[Coordinate labeling data]
------------------------------
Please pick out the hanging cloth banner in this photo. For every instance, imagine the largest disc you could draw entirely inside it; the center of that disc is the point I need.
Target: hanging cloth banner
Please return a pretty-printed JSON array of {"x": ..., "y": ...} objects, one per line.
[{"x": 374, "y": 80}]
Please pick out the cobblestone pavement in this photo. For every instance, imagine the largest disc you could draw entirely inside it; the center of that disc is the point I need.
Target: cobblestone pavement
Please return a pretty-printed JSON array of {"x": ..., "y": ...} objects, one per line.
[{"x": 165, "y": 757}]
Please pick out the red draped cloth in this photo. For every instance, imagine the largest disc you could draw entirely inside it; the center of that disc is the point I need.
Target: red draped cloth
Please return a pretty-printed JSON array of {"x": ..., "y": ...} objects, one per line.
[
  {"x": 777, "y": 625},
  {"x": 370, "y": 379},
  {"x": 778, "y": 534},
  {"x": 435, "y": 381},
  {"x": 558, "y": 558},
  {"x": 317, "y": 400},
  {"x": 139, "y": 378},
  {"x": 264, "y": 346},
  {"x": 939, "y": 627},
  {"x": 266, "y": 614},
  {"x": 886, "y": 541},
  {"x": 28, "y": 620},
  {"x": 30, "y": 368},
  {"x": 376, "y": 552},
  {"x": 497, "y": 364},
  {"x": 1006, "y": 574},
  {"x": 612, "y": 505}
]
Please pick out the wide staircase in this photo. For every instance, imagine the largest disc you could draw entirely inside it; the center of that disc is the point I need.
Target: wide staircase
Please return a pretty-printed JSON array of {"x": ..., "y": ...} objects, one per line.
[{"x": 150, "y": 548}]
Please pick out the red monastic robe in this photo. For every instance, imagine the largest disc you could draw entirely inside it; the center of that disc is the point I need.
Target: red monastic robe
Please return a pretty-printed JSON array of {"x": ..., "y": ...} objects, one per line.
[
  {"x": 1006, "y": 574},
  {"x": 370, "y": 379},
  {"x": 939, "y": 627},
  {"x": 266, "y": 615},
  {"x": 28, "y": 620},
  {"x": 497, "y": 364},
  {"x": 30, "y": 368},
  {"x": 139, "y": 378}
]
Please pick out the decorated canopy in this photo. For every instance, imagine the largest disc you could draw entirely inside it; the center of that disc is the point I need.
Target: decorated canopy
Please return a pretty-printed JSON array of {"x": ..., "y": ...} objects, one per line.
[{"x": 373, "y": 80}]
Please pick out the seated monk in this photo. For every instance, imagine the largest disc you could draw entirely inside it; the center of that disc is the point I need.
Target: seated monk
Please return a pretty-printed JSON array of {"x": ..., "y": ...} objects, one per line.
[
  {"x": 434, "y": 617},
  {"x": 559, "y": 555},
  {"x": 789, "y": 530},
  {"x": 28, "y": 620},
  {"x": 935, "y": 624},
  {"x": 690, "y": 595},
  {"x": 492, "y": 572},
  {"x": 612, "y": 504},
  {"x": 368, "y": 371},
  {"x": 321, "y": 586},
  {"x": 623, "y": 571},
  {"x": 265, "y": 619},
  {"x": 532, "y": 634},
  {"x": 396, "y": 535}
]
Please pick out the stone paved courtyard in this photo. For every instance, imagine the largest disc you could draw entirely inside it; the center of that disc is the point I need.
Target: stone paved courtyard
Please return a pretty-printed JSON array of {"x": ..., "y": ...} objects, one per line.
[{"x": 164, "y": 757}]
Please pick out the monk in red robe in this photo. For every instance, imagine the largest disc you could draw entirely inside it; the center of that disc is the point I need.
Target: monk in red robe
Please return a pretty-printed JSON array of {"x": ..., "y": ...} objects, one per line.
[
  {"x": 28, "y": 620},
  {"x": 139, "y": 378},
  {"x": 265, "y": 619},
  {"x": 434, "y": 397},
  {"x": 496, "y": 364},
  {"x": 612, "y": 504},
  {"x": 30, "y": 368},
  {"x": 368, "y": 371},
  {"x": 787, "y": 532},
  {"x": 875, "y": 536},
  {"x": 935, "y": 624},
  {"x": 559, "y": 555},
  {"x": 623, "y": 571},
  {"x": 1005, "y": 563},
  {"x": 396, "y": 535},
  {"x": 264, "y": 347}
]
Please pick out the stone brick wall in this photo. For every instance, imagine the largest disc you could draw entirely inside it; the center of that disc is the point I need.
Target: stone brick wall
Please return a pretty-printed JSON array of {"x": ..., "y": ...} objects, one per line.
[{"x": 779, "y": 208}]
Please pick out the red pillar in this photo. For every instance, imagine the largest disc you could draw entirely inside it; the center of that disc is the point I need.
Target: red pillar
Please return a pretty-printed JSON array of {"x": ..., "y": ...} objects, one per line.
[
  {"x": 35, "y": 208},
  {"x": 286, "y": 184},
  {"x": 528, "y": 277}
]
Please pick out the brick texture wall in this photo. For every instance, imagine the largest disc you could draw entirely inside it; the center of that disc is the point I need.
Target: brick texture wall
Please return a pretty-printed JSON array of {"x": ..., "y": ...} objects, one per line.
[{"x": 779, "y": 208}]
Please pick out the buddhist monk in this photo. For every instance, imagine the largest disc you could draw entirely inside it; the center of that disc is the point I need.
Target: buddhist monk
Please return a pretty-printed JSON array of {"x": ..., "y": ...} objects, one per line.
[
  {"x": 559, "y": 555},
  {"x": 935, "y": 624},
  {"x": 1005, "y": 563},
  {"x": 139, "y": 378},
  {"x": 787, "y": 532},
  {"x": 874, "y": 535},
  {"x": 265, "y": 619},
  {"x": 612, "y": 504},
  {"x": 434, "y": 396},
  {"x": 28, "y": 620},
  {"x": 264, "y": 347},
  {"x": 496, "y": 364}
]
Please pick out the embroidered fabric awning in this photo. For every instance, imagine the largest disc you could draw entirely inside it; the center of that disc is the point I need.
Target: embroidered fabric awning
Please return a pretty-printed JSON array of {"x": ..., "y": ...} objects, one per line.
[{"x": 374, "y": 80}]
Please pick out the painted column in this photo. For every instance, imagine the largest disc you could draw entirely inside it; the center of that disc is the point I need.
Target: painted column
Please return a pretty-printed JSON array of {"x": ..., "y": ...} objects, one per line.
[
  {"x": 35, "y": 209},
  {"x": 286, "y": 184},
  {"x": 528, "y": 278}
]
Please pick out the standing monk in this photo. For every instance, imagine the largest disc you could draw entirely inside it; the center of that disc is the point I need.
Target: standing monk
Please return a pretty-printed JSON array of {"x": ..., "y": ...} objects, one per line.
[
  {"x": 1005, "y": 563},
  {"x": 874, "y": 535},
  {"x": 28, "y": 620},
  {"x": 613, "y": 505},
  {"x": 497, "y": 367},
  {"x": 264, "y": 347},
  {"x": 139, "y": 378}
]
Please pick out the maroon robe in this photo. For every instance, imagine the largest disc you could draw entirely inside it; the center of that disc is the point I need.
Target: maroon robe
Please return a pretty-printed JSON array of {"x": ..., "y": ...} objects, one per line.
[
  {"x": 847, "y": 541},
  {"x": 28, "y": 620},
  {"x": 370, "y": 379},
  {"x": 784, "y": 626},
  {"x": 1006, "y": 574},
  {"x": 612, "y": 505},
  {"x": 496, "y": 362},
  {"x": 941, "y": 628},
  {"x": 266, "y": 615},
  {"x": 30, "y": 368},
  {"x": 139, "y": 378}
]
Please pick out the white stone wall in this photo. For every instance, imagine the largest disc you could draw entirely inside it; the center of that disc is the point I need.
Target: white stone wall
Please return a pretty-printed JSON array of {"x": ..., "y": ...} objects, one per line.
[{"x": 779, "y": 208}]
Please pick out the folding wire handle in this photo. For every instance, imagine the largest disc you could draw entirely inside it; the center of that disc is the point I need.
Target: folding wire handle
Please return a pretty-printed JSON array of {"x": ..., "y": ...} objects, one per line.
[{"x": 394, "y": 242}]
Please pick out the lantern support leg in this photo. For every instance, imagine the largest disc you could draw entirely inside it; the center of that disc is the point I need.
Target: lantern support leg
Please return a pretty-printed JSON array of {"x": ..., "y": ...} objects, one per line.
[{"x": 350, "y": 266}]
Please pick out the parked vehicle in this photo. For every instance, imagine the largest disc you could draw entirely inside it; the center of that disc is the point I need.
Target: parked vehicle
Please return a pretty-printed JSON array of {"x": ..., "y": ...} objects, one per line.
------------------------------
> **DIRECTION**
Lay out everything from the start of the records down to the line containing "Target: hanging cloth banner" as a JSON list of strings, one string per line and no blank lines.

> **WORKED ANSWER**
[
  "Please pick out the hanging cloth banner in this photo. For every instance, imagine the largest disc you could draw entirely inside it; the center of that disc is the point I need.",
  "Target: hanging cloth banner"
]